[START PASSAGE]

Martial law survivors urge COMELEC to cancel ‘tax evader’ Marcos Jr’s candidacy

Martial law survivors called on the Commission on Elections (COMELEC) to disqualify Ferdinand Marcos Jr. as the poll body hears petitions to cancel the former senator’s certificate of candidacy for the presidency in next year’s national elections.

The Campaign Against the Return of the Marcoses and Martial Law (CARMMA) said Marcos Jr. should never be allowed to hold or run for public office because he is a convicted tax evader.

“A thief, a liar, a convicted tax evader, and the unrepentant son of an ousted dictator should never be allowed to hold or run for public office — much more the highest and most powerful position in the land,” CARMMA said in a statement.

CARMMA is a group of Ferdinand Marcos Sr.’s martial law rule in the 1970s to 1980s.

The group said that to allow the presidential aspirant to again run for office is not only a blatant mockery but a shameless bastardization of the country’s democracy and electoral exercise.

CARMMA and other human rights groups earlier filed petitions against Marcos Jr. citing his 1995 tax evasion charges conviction by the Quezon City Regional Trial Court (QC-RTC) and subsequent upholding of the decision by the Court of Appeals (CA) in 1997.

[END PASSAGE]

▶ CHALLENGE A:
In the article about Marcos Jr.'s candidacy, which court convicted him of tax evasion in 1995?
▶ CHALLENGE B:
Shorten the paragraph of the article about Marcos Jr.'s candidacy that begins "CARMMA and other human rights groups earlier filed petitions" into one brief sentence that keeps its main facts.
▶ CHALLENGE C:
Write the next part of the article about Marcos Jr.'s candidacy, picking up after its final paragraph.

[START RECORDED DATA]

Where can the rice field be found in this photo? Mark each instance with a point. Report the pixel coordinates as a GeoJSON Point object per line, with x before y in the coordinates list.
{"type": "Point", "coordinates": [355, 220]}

[END RECORDED DATA]

▶ OUTPUT A:
The Quezon City Regional Trial Court (QC-RTC).

▶ OUTPUT B:
CARMMA and other human rights groups petitioned against Marcos Jr., citing his 1995 tax evasion conviction by the Quezon City Regional Trial Court, which the Court of Appeals upheld in 1997.

▶ OUTPUT C:
The government said the former senator had tax deficiencies amounting to P8,504 while he was Ilocos Norte vice governor and governor from 1982 to 1985.

During trial, Marcos Jr. blamed his staff for the crime, saying he always thought that his employees took care of filing his income tax returns.

The QC-RTC imposed a four year cumulative imprisonment sentence and a cumulative fine of P42,000 against Marcos Jr.

In upholding the QC-RTC decision, however, the CA removed the prison sentence and reduced the fine to P36,000, saying Marcos was not given due notice when the tax assessments were made.

The CA also acquitted Marcos Jr of the charge of not paying his income taxes.

CARMMA however said the late dictator’s son is still convicted of failing to file his income tax returns and should be perpetually disqualified from holding any government post in accordance with the Omnibus Election Code.

The Code’s Section 12 states that a person shall be disqualified from running for public office if he had been sentenced by final judgment “for subversion, insurrection, rebellion or for any offense for which he has been sentenced to a penalty of more than eighteen months or for a crime involving moral turpitude.”

The petitioners said that Marcos Jr.’s failure to pay his income taxes for four consecutive years while in power as a high government official constitutes moral turpitude.

“Having tasted unlimited powers, the Marcoses are now paving their return to Malacañang with Marcos Jr.’s bid for the presidency and their historical distortions and whitewashing of their atrocities funded by the millions they have stolen from the people,” CARMMA said.

The group said it is Comelec’s duty to settle the petitions to safeguard and defend democracy that were restored when the Marcoses were ousted in 1986.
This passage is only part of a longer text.